- **Extract**:
The short version is that it was built as a private stable and has in the past been used as a stable, a garage, and a house. Daytonian in Manhattan has the whole story: here. There’s one part of the story that seems a little strange: the New York Times apparently said that the previous building on the lot was a house. Here’s the 1899 Sanborn map and we’re looking at 149 East:

Green with a D and one dot indicates a first-class “store or dwelling” with a special fire risk including (take a deep breath) “Bakeries (ovens in building). Breweries. Cooperages. Drug Stores (retail, with privileged of compounding). Dyeing establishments. Fur Dressers. Glass stainers. Hat finishers. Hay (open stock, loose). Lamp sellers (privilege for kerosene &c.) Laundries. Malt houses. Manufactories of Baskets, Bonnet-frames, Boots and shoes, Caps, Clothing, Combs, Envelopes, Feather dusters, Fringe &c., Gas fixtures, Gold pens, Hats, Hemp, Jewelry cases, Morocco, Paper bags, Pocket-books, Ruffling and ruches, Segars, Shirts, Tobacco, Umbrellas, Vinegar, Watches, Watch cases, Writing ink. Map mounting and varnishing. Metal mills. Molasses houses. Photographers. Private stables. Smoke houses. Tanneries. Tin shops. Wheelwrights. Wire workers. Wool-pullers.” The list for two dots includes slaughterhouses, the list for three dots includes oil mills, and the list for four dots includes chemical laboratories. Note that the rear building on the lot os G with three Xs, which meant is was a wood-frame building with one of the high-risk occupancies. This is definitely the old building that was torn down for the garage as the footprint in the 1910 map is completely different and matches the current building height:

Maybe the old building had been a house and was converted to retail or semi-industrial use. That was certainly not an uncommon occurrence in nineteenth-century New York.

- **Work instructions**:
(1) Using the passage on the former stable, answer the following:
(a) In what ways has the building been used in the past?
(b) What does green with a D and one dot indicate on the 1899 Sanborn map?
(c) What did G with three Xs mean for the rear building on the lot?
(2) Summarize the passage on the former stable in three sentences.

- **Record excerpts**:
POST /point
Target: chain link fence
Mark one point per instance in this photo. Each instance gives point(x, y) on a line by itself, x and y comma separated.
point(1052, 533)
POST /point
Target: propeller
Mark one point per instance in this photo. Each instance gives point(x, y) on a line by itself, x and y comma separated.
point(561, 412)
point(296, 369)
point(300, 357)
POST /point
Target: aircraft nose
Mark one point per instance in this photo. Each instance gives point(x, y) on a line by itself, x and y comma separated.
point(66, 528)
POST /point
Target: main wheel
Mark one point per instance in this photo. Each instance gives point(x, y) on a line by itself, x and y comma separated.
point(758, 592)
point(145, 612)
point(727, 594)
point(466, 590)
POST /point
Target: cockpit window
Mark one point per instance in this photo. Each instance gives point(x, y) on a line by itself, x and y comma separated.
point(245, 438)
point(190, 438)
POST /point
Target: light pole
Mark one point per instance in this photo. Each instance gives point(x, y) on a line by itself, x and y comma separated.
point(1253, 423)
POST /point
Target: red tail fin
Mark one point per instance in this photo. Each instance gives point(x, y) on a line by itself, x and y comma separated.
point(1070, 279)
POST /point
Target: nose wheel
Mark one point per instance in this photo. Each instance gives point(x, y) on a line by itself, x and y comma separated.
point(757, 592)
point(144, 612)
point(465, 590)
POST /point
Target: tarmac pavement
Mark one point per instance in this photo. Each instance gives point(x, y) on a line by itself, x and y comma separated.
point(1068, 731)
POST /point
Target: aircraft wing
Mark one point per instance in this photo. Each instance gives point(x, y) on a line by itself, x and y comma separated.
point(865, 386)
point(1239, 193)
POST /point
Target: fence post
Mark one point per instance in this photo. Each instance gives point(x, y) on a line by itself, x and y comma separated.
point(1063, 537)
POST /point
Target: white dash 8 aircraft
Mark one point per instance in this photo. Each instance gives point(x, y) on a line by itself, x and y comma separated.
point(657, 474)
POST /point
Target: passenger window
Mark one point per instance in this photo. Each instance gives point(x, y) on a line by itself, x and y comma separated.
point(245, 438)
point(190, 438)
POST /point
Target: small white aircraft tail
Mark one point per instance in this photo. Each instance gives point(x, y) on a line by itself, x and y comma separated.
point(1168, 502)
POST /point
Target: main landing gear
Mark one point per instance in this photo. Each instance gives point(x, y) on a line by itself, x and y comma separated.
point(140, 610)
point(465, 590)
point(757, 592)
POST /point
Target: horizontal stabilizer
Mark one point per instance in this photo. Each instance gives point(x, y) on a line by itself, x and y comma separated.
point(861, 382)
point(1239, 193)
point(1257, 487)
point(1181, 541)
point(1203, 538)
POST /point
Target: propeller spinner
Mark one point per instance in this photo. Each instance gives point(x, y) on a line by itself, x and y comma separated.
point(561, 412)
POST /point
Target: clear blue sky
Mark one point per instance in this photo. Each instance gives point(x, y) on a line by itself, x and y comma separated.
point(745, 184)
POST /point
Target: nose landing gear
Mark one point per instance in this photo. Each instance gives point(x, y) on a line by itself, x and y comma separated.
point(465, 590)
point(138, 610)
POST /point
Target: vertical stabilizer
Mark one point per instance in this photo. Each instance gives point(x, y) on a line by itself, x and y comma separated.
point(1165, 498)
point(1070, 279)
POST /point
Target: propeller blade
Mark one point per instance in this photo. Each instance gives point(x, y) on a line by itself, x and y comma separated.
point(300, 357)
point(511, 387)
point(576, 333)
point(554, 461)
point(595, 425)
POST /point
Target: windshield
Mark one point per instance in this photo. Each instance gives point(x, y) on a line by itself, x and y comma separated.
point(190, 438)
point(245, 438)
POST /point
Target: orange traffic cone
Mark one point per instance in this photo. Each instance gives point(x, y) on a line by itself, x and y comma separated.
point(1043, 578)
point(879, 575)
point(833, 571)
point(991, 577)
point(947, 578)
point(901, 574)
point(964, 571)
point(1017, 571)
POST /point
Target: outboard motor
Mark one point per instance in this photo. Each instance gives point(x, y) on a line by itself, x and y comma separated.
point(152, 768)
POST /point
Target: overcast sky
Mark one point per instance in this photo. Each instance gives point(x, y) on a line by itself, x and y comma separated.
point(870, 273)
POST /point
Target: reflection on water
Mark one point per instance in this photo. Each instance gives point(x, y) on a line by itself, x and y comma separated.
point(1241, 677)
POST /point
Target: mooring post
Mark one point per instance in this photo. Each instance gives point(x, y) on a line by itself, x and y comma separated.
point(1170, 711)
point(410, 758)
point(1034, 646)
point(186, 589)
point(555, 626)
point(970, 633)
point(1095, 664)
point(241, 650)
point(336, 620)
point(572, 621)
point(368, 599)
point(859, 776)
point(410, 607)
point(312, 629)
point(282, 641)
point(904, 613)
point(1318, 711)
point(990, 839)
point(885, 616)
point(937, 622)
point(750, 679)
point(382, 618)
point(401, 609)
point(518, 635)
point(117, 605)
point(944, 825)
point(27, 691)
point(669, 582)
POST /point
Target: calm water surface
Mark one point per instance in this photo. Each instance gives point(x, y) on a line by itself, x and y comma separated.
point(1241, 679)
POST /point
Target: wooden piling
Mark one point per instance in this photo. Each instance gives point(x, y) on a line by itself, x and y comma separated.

- **Solutions to the exercise**:
(1)
(a) As a stable, a garage, and a house.
(b) A first-class "store or dwelling" with a special fire risk.
(c) It was a wood-frame building with one of the high-risk occupancies.

(2) The building was built as a private stable and has been used as a stable, a garage, and a house. The New York Times apparently said the previous building on the lot was a house, yet the 1899 Sanborn map marks it as a first-class store or dwelling with a special fire risk, and it shows a rear wood-frame building with a high-risk occupancy. The old building may have been a house that was converted to retail or semi-industrial use, which was not uncommon in nineteenth-century New York.